[Segmentation mask data]
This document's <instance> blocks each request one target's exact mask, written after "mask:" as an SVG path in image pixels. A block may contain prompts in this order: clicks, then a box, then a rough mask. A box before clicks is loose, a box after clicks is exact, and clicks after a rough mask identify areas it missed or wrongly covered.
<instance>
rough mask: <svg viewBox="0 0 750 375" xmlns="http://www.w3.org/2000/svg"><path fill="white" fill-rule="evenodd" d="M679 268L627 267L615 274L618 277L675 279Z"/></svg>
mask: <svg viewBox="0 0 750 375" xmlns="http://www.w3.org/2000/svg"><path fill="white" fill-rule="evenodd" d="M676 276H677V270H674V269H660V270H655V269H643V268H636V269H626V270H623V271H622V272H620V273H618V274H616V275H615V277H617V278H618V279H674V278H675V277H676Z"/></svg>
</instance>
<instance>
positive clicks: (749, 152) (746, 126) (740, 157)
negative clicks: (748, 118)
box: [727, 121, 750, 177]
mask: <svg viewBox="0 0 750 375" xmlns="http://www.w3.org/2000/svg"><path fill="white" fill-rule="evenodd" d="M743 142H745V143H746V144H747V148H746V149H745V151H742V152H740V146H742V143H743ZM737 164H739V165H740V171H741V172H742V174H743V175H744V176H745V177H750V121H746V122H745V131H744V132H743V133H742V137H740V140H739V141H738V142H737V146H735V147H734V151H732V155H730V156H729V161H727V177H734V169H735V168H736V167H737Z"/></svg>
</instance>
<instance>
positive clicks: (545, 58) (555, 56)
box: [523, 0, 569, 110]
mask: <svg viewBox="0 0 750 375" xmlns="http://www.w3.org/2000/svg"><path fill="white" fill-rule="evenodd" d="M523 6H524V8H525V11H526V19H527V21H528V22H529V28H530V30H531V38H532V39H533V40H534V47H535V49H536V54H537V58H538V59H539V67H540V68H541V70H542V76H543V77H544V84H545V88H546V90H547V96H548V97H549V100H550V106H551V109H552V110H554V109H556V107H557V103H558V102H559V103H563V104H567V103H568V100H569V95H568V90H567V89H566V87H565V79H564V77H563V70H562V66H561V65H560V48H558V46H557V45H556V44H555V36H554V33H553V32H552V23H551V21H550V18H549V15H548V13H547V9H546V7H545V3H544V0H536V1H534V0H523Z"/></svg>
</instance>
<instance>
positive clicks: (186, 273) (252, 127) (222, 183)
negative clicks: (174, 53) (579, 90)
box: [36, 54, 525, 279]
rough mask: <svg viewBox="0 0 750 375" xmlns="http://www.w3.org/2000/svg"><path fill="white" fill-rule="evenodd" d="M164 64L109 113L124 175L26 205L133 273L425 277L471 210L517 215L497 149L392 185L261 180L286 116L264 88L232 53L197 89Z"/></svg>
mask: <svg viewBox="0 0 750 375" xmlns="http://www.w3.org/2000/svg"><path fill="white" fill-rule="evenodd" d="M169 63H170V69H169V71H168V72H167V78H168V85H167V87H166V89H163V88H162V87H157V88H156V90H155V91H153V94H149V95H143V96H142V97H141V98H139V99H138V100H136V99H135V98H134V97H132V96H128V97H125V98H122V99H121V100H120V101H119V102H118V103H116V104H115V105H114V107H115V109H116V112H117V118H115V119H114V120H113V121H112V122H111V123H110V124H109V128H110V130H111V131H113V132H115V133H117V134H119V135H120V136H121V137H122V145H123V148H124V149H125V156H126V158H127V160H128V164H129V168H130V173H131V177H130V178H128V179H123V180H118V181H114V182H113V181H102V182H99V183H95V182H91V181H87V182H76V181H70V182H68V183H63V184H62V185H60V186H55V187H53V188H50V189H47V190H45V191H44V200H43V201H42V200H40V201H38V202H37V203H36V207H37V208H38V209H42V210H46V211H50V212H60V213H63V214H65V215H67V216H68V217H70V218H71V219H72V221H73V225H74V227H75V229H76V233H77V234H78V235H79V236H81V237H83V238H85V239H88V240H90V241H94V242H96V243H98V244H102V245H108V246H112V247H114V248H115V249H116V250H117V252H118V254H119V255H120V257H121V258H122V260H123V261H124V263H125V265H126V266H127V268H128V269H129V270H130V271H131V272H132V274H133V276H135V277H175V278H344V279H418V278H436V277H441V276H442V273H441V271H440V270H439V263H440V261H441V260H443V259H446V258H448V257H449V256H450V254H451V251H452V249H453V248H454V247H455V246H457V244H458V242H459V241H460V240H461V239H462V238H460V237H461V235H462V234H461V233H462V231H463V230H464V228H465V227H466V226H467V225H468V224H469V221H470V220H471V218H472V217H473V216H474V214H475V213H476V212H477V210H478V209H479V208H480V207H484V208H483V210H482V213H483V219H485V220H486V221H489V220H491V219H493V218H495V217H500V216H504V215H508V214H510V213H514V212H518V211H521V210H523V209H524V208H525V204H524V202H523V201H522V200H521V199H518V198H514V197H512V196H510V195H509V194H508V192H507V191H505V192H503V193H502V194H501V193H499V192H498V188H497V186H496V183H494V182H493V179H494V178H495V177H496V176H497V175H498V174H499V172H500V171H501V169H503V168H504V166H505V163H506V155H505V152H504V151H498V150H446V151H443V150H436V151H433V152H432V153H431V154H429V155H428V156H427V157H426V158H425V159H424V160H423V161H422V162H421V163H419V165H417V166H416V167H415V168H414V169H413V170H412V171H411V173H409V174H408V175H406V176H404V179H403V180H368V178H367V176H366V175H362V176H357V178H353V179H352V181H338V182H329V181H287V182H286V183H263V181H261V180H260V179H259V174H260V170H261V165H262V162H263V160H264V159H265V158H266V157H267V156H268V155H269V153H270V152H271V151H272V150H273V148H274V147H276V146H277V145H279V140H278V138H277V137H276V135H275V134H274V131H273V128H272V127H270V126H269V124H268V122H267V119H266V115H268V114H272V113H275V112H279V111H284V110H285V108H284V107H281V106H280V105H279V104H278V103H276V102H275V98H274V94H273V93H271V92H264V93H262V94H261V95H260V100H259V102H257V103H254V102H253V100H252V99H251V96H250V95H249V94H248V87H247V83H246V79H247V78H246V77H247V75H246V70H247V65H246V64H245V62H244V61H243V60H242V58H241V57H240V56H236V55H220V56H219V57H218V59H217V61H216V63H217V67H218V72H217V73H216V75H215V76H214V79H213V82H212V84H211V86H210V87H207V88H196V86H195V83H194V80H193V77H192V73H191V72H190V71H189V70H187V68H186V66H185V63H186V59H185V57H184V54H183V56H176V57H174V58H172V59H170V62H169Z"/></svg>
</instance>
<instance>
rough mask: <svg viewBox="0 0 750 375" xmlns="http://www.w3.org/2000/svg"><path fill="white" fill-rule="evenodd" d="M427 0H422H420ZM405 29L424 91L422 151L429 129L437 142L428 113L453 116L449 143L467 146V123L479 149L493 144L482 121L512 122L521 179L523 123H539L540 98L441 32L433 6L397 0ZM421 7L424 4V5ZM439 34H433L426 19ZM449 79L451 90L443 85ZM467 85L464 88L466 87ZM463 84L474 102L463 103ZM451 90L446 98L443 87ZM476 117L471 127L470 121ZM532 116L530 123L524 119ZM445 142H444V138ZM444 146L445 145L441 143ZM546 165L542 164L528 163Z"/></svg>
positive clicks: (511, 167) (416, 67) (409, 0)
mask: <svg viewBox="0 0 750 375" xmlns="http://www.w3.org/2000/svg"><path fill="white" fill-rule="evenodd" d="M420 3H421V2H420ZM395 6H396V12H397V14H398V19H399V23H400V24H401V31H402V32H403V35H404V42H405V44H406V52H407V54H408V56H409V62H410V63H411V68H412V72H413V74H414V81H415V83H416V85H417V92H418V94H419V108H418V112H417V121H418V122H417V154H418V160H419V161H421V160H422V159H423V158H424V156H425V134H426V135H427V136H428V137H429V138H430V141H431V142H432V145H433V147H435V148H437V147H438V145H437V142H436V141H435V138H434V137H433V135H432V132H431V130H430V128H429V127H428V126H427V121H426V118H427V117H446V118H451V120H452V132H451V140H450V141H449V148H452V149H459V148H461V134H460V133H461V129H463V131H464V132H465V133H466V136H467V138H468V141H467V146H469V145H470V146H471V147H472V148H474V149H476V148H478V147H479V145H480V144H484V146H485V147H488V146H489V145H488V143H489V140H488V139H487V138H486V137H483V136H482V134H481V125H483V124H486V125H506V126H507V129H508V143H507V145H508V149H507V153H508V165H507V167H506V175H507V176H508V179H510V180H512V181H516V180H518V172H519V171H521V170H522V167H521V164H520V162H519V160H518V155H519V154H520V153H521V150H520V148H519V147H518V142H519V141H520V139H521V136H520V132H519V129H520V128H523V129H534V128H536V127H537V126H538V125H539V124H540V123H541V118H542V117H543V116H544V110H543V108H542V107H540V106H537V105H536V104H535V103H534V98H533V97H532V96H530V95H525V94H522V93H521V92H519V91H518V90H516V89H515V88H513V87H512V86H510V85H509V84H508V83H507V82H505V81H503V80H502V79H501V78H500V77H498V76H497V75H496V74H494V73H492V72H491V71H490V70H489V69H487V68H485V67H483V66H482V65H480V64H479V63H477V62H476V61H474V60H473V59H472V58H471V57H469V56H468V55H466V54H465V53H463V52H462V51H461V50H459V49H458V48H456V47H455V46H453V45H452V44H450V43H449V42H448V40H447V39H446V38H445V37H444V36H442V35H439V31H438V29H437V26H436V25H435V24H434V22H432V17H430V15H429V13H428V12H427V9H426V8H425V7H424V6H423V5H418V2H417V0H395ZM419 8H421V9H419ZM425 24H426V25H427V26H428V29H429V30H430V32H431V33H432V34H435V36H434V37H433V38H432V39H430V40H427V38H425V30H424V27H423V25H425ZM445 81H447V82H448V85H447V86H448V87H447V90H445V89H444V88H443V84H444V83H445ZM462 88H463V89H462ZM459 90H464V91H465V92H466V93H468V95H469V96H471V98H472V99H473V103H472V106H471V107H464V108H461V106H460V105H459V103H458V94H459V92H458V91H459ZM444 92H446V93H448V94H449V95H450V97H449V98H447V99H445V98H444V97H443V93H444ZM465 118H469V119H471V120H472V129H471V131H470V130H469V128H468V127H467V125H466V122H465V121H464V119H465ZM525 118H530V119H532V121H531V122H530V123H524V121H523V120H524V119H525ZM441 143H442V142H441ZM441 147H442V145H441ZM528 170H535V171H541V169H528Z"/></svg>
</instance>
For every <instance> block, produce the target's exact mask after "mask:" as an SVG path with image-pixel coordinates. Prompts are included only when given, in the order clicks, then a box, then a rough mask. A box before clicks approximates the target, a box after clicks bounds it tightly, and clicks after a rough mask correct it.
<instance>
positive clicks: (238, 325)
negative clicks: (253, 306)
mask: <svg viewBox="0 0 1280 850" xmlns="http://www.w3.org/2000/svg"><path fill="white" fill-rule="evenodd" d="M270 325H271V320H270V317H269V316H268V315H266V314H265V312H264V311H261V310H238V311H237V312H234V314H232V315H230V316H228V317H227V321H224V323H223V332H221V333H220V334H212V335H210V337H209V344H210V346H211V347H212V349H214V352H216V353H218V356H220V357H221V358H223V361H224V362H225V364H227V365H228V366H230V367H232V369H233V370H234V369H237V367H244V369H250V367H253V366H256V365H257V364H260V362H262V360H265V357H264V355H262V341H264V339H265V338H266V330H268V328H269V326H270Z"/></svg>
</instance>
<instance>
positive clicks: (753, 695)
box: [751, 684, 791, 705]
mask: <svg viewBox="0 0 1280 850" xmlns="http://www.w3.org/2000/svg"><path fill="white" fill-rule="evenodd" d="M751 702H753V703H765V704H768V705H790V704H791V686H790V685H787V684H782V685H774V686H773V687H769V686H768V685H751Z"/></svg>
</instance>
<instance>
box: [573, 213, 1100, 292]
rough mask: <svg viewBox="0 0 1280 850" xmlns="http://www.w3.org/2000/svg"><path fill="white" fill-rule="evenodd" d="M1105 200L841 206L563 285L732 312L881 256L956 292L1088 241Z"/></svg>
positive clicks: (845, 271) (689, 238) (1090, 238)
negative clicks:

■ What the task asks ■
Scan the records above and tell how many lines include the word "image"; the number is all that should be written.

■ Response box ■
2